____ Task material
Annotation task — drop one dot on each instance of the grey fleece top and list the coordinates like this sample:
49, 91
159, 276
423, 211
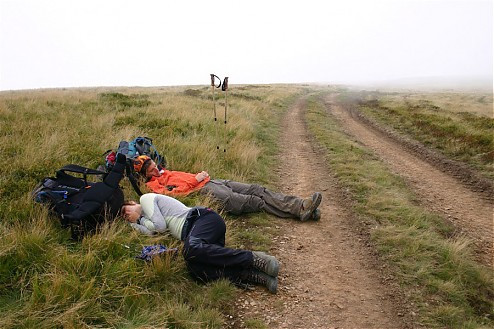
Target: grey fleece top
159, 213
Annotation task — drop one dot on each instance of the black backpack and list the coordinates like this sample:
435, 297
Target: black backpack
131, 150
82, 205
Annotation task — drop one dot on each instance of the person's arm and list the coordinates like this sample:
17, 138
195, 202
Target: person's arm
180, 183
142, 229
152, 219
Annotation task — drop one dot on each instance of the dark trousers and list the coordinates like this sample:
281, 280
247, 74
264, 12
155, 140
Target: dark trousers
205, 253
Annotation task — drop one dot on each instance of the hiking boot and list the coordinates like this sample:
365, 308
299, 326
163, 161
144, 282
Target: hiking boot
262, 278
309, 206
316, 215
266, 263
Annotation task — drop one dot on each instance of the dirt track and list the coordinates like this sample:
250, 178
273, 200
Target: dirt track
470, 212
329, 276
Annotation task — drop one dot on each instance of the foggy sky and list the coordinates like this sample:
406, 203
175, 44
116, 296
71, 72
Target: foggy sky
________
____ Task material
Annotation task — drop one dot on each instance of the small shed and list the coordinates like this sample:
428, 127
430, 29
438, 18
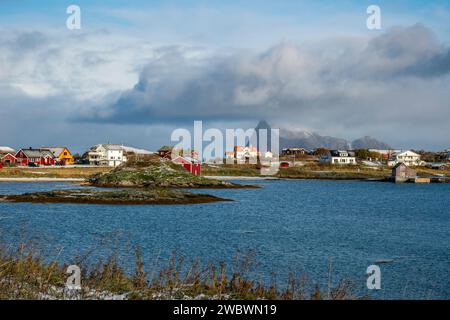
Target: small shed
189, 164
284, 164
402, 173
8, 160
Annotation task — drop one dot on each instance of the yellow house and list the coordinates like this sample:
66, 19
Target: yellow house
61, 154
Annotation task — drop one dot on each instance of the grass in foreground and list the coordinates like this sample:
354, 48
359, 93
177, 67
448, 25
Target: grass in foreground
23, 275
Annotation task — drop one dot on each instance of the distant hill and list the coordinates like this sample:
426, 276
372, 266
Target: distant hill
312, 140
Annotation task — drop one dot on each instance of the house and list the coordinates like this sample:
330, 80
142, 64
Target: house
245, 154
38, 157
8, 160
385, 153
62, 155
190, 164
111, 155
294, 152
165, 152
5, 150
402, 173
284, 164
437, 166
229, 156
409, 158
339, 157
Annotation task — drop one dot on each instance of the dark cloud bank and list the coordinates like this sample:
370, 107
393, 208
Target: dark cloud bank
________
____ Task material
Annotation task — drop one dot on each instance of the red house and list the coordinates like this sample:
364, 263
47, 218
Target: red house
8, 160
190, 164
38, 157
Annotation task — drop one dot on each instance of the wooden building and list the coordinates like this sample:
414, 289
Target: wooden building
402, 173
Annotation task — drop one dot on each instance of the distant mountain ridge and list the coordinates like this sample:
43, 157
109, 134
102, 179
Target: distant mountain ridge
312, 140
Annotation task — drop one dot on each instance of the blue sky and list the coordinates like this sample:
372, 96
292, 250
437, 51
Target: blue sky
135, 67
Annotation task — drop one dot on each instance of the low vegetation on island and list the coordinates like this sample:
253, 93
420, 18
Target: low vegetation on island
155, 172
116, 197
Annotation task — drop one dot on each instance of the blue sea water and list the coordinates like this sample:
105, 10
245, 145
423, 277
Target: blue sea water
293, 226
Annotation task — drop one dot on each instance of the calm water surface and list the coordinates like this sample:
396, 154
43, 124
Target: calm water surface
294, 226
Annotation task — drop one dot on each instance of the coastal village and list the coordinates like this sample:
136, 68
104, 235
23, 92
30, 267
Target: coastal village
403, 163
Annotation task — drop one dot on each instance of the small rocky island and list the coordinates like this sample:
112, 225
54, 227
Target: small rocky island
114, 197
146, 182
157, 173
________
**Exercise goal**
Return each line of the data that contains the word "shed". Case counts.

**Full response**
Annotation task — drop one dot on each instance of the small shed and list the coordinates like this sample:
Target: small shed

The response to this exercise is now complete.